**INFORMATION PROVIDED:**
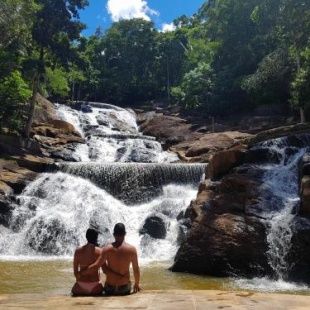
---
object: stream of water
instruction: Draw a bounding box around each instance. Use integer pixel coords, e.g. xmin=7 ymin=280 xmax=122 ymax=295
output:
xmin=0 ymin=103 xmax=308 ymax=294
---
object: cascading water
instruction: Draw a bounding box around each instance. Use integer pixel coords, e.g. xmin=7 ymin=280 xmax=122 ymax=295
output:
xmin=238 ymin=134 xmax=310 ymax=291
xmin=0 ymin=103 xmax=205 ymax=262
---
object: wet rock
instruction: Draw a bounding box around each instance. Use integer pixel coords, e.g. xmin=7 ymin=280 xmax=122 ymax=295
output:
xmin=27 ymin=218 xmax=78 ymax=255
xmin=139 ymin=214 xmax=167 ymax=239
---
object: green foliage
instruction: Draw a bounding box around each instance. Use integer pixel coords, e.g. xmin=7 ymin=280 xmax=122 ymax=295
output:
xmin=46 ymin=68 xmax=70 ymax=98
xmin=0 ymin=71 xmax=32 ymax=130
xmin=290 ymin=47 xmax=310 ymax=108
xmin=171 ymin=62 xmax=213 ymax=108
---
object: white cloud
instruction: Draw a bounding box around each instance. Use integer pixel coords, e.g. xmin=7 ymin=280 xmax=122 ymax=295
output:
xmin=161 ymin=23 xmax=176 ymax=32
xmin=107 ymin=0 xmax=159 ymax=22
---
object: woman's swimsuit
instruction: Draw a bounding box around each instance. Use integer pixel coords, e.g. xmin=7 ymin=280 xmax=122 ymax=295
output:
xmin=103 ymin=282 xmax=131 ymax=296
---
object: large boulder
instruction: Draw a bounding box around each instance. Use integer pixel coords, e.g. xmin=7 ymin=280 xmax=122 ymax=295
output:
xmin=139 ymin=214 xmax=167 ymax=239
xmin=300 ymin=153 xmax=310 ymax=216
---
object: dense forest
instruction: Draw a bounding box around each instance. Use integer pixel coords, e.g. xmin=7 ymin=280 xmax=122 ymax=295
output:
xmin=0 ymin=0 xmax=310 ymax=136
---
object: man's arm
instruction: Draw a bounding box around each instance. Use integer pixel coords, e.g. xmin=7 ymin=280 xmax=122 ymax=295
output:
xmin=132 ymin=248 xmax=141 ymax=293
xmin=73 ymin=251 xmax=81 ymax=281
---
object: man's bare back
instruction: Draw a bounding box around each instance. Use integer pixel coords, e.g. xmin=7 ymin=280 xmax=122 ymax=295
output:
xmin=102 ymin=241 xmax=139 ymax=286
xmin=83 ymin=223 xmax=141 ymax=295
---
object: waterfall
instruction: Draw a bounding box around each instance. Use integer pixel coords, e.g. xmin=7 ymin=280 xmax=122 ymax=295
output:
xmin=251 ymin=134 xmax=309 ymax=280
xmin=0 ymin=103 xmax=205 ymax=262
xmin=58 ymin=103 xmax=178 ymax=163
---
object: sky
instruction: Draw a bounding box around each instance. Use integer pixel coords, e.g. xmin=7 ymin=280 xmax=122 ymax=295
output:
xmin=80 ymin=0 xmax=206 ymax=36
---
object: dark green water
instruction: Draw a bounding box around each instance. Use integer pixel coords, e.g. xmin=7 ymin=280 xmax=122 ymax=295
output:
xmin=0 ymin=259 xmax=310 ymax=295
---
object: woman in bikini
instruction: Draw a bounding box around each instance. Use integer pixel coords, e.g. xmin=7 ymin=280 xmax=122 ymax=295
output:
xmin=71 ymin=228 xmax=103 ymax=296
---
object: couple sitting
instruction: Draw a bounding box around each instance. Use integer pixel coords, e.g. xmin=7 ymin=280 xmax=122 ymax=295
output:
xmin=72 ymin=223 xmax=141 ymax=296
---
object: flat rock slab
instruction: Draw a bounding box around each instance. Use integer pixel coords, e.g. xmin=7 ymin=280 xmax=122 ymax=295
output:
xmin=0 ymin=290 xmax=310 ymax=310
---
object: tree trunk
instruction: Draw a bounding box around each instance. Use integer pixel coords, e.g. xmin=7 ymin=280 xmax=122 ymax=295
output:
xmin=299 ymin=107 xmax=306 ymax=124
xmin=23 ymin=85 xmax=37 ymax=138
xmin=296 ymin=48 xmax=306 ymax=124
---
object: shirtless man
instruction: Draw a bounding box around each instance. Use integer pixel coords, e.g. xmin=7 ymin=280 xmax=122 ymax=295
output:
xmin=84 ymin=223 xmax=141 ymax=295
xmin=71 ymin=228 xmax=103 ymax=296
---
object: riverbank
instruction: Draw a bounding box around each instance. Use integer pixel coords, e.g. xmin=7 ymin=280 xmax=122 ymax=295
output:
xmin=0 ymin=290 xmax=310 ymax=310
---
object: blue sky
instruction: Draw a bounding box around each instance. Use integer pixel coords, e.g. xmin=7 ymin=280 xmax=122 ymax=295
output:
xmin=80 ymin=0 xmax=206 ymax=36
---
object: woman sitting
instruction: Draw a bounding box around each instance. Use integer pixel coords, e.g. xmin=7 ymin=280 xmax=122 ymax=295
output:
xmin=71 ymin=228 xmax=103 ymax=296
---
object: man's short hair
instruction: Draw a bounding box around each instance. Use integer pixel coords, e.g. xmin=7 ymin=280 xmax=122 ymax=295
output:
xmin=113 ymin=223 xmax=126 ymax=236
xmin=86 ymin=228 xmax=98 ymax=246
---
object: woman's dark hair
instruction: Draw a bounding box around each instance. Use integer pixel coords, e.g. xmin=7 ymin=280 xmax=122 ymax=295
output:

**PROBLEM DESCRIPTION:**
Please recast the material as a JSON list of strings, one string per line and blank lines skipped, from its start up to and including the line with "xmin=0 ymin=103 xmax=308 ymax=294". Leave the pictures out of the list.

**RESPONSE FOR THIS EXERCISE:**
[
  "---",
  "object: stream of water",
  "instruction: Draw a bounding box around each instance. Use integer pixel coords, e.g. xmin=7 ymin=280 xmax=122 ymax=295",
  "output:",
  "xmin=0 ymin=103 xmax=308 ymax=294"
]